Film Review: Inherent Vice

February 12th, 2015

This article is more than 9 years old.

The inherently quirky have a new favourite vice

The trailer for Paul Thomas Anderson’s (Magnolia, There Will Be Blood) loose adaptation of Thomas Pynchon’s 2009 novel is somewhat misleading. While we’re apparently being sold a madcap comedy crime caper in the vein of Elmore Leonard, that’s not what we end up getting. Although it is – partly. 

Those expecting a return to the wacky tone of Anderson’s Punch Drunk Love are likely to be disappointed – whereas those hoping for a complex, austere drama as evidenced in his most recent work may also be left wanting. The best way to see Inherent Vice therefore is to expect nothing – and be prepared for anything.

DATASET CONTENT ->
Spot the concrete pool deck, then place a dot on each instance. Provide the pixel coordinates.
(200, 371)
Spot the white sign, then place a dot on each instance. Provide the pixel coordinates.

EXERCISE TASKS ->
a) Translate this sentence from the Inherent Vice film review into Spanish: "The best way to see Inherent Vice therefore is to expect nothing – and be prepared for anything."
b) Pick up the Inherent Vice film review after its final sentence and keep writing it.

TASK ANSWERS ->
a) Por lo tanto, la mejor manera de ver Inherent Vice es no esperar nada – y estar preparado para cualquier cosa.

b)
The plot/smoke thickens
Set in sunny California at the end of the 1960s – a time when Nixon was president, both Charlie Manson and the FBI became spookily omnipresent, ladies’ skirts were worn short and a man was considered a hippy the moment his hair met his shirt collar. Joaquin Phoenix is Doc Sportello, a hairy, hapless private investigator who perceives everything through a smog of hashish and alcohol. 

Like many good gumshoe mysteries, this one begins with the re-emergence of an ex-lover, Shasta (Waterston), who having got herself and her current lover caught up in some unsavoury business, which she needs some help getting out of it. The catch is that her current lover is Michael Wolfmann (Roberts), who also happens to be an aggressive real estate developer and one of the richest men in the state. Following Doc’s initial meeting with Shasta, both she and Wolfmann disappear. Soon after, Doc sits listening to a new client (Williams – Boardwalk Empire’s Chalky White) while making notes. We see him scrawl “Paranoia sets in” – the best primer you’ll get for everything that follows.

California tripping
Much of the film exists in its own mysterious hash cloud – a stoner noir, evocatively scored by Anderson regular, Radiohead’s Jonny Greenwood. Narratively, little appears to add up and yet Phoenix’s everyman PI is eminently likeable and, much like Elliot Gould’s detective in Robert Altman’s seminal The Long Goodbye (1973), Doc Sportello is the thread who carries us through the haze.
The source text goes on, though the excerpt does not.